======== Selected extract ========

Albéniz's early works were mostly "salon style" music. Albéniz's first published composition, Marcha Militar, appeared in 1868. A number of works written before this are now lost. He continued composing in traditional styles ranging from Jean-Philippe Rameau, Johann Sebastian Bach, Ludwig van Beethoven, Frédéric Chopin and Franz Liszt until the mid-1880s. He also wrote at least five zarzuelas, of which all but two are now lost.

Perhaps the best source on the works is Albéniz himself. He is quoted as commenting on his earlier period works as:There are among them a few things that are not completely worthless. The music is a bit infantile, plain, spirited; but in the end, the people, our Spanish people, are something of all that. I believe that the people are right when they continue to be moved by Córdoba, Mallorca, by the copla of the Sevillanas, by the Serenata, and Granada. In all of them I now note that there is less musical science, less of the grand idea, but more colour, sunlight, flavour of olives. That music of youth, with its little sins and absurdities that almost point out the sentimental affectation ... appears to me like the carvings in the Alhambra, those peculiar arabesques that say nothing with their turns and shapes, but which are like the air, like the sun, like the blackbirds or like the nightingales of its gardens. They are more valuable than all else of Moorish Spain, which though we may not like it, is the true Spain.

======== Data section ========

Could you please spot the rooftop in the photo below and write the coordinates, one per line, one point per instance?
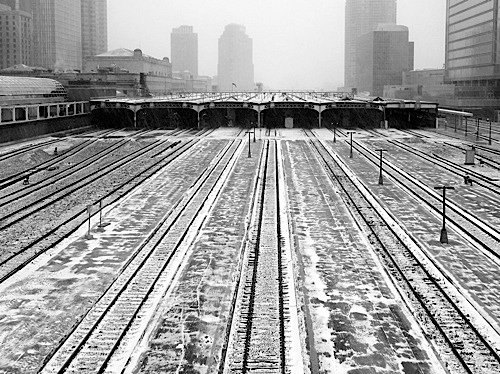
(30, 87)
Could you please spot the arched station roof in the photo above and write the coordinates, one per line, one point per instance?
(260, 101)
(30, 87)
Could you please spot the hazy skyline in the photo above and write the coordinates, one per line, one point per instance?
(297, 43)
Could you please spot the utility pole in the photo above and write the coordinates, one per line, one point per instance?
(249, 151)
(444, 235)
(350, 133)
(489, 138)
(380, 179)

========

▶ _Instruction_
For each statement, say yes or no according to the passage on Albéniz's early works, and quote the passage's deciding words: (a) Albéniz's first published composition appeared in 1868; (b) all of the zarzuelas Albéniz wrote have survived; (c) Albéniz said his early works hold more musical science than his later ones.

▶ _Expected answer_
(a) Yes: "Albéniz's first published composition, Marcha Militar, appeared in 1868."
(b) No: "He also wrote at least five zarzuelas, of which all but two are now lost."
(c) No: "In all of them I now note that there is less musical science, less of the grand idea, but more colour, sunlight, flavour of olives."